Work required: Word for word, write out all of the entries that follow.

Data:

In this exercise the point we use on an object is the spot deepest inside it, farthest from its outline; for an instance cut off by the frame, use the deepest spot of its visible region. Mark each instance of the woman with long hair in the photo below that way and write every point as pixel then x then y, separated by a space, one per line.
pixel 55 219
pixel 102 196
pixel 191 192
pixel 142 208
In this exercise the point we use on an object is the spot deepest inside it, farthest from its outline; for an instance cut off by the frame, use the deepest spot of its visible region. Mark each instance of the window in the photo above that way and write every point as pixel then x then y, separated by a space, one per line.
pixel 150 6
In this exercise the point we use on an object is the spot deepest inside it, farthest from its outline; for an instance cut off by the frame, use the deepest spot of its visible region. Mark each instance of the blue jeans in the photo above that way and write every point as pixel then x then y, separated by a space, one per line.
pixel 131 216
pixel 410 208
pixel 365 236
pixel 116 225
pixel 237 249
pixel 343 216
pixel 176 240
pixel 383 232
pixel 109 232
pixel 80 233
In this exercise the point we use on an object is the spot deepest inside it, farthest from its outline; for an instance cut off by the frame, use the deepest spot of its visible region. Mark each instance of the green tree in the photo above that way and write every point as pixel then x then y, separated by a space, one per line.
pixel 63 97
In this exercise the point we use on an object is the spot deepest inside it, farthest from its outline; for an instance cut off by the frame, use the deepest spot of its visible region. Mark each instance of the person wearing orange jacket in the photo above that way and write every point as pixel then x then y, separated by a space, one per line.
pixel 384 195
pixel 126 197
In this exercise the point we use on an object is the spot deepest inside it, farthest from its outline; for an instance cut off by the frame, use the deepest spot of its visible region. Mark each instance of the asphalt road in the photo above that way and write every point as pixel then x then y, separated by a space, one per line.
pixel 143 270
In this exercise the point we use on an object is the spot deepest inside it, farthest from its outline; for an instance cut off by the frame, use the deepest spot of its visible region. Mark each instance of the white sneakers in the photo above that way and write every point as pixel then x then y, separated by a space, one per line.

Solution to this problem:
In this exercise the point we use on an object is the spot deepest inside it, farthest from its outline; for an instance cut off by the frame, use the deepest spot of its visible region. Mark each instance of the woman with long hair in the photo below that way and write every point as pixel then x then y, separated by a space, one per line.
pixel 55 219
pixel 102 196
pixel 191 192
pixel 142 208
In this exercise the point we use on an object is the spot deepest inside it, farthest from its outline; for an instance cut off by the frame, use the deepest spot of its visible region. Mark each instance of the window in the photo above that way and write every point as pixel then x then y, separated by a space, one per line.
pixel 150 6
In this exercise the point we use on an object is the spot deepest inside it, farthest from its outline; for an instance cut off by the frame, use the deepest spot of its visible region. Mark each instance of the blue jeans in the photo above that way and write every point as pixel then x then y, separated by a space, one per line.
pixel 131 216
pixel 410 208
pixel 365 236
pixel 116 225
pixel 237 249
pixel 343 216
pixel 176 240
pixel 383 232
pixel 109 232
pixel 80 233
In this exercise the point we use on an object is the spot deepest inside it, farthest from its outline; for an instance cut off by the frame, use the deepest spot of its visible region. Mark each instance of the green tree in the photo above that way and write every point as pixel then x then y, separated by a space, one per line.
pixel 63 97
In this exercise the point we use on an object is the spot deepest inside it, farthest from its outline; for an instance cut off by the frame, use the deepest spot of its visible region. Mark each instance of the person wearing orange jacket in the photo above that way and write every point as pixel then x then y, separated by a space, one per line.
pixel 384 195
pixel 126 197
In this exercise the point we use on an object is the spot deepest inside it, farthest from its outline; for an instance cut off by the frame, use the deepest spot of its visible region. Mark each instance of the asphalt road in the photo above that way and write every point as pixel then x then y, separated by a space, one per line.
pixel 143 270
In this exercise the point we use on an object is the spot deepest inside it, farthest from its outline; for an instance cut off by the frame, use the deepest spot of its visible region. Mark each instance of the white sneakers in the photo above that way and write every point as pixel then x then y, separated by a space, one per line.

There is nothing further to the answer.